WHAT IS EXPECTED:
Rewrite the records below, replacing each "Outline" with "Mark" and leaving everything else unchanged.

[Rows from a box labeling dataset]
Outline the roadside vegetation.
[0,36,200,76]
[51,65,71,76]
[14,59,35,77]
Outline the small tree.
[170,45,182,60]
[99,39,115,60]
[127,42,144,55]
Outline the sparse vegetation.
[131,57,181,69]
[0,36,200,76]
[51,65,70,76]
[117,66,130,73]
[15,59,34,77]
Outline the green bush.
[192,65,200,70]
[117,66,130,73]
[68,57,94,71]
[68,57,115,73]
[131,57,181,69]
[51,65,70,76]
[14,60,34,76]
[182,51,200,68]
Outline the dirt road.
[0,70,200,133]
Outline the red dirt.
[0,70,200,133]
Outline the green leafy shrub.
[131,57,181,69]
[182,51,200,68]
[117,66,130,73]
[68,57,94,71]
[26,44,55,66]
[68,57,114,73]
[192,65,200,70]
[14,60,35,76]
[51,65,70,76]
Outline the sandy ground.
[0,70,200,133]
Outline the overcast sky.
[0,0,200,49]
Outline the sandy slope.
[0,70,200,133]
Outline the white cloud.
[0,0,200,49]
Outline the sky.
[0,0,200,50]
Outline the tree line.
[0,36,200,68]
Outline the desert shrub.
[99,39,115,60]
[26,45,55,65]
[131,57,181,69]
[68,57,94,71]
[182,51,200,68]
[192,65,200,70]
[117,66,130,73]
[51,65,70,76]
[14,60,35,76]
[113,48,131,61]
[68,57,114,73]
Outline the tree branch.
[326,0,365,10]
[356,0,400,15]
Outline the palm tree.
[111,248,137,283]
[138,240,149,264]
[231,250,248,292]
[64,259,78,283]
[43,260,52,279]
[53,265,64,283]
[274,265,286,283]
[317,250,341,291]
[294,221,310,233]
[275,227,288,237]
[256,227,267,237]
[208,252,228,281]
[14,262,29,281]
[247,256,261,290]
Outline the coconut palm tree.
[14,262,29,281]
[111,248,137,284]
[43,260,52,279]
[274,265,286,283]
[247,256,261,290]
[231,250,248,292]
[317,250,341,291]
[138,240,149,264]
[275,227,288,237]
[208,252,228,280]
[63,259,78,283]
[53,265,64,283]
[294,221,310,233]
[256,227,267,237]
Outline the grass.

ANSWER FOR THIS EXERCISE:
Mark the roadside vegetation.
[0,36,200,76]
[51,65,71,76]
[14,59,35,77]
Mark the small tree.
[170,45,182,60]
[99,39,115,60]
[127,42,144,55]
Mark the sparse vegetation.
[131,57,181,69]
[0,36,200,76]
[51,65,70,76]
[117,66,130,73]
[15,59,34,77]
Mark the green bush.
[192,65,200,70]
[117,66,130,73]
[68,57,94,71]
[68,57,115,73]
[131,57,181,69]
[51,65,70,76]
[14,60,34,76]
[182,51,200,68]
Mark the dirt road.
[0,70,200,133]
Mark the red dirt.
[0,70,200,133]
Mark the green leafy shrub.
[131,57,181,69]
[182,51,200,68]
[117,66,130,73]
[68,57,94,71]
[26,44,55,66]
[68,57,114,73]
[192,65,200,70]
[14,60,35,76]
[51,65,70,76]
Mark the sandy ground.
[0,70,200,133]
Mark the overcast sky.
[0,0,200,49]
Mark the sandy slope.
[0,70,200,133]
Mark the white cloud.
[0,0,200,49]
Mark the sky.
[0,0,200,50]
Mark the tree line.
[0,36,200,68]
Mark the desert shrub.
[99,39,115,60]
[26,45,55,65]
[131,57,181,69]
[68,57,94,71]
[182,51,200,68]
[192,65,200,70]
[117,66,130,73]
[51,65,70,76]
[14,60,35,76]
[113,48,131,61]
[68,57,114,73]
Mark the tree branch.
[326,0,365,10]
[356,0,400,15]
Mark the palm tree.
[111,248,137,283]
[138,240,149,264]
[231,250,248,292]
[64,259,78,283]
[43,260,52,279]
[53,265,64,283]
[274,265,286,283]
[317,250,341,291]
[294,221,310,233]
[275,227,288,237]
[256,227,267,237]
[208,252,228,281]
[14,262,29,281]
[247,256,261,290]
Mark the coconut palm tree.
[14,262,29,281]
[111,248,137,284]
[43,260,52,279]
[274,265,286,283]
[247,256,261,290]
[231,250,248,292]
[317,250,341,291]
[138,240,149,264]
[275,227,288,237]
[208,252,228,280]
[63,259,78,283]
[53,265,64,283]
[294,221,310,233]
[256,227,267,237]
Mark the grass.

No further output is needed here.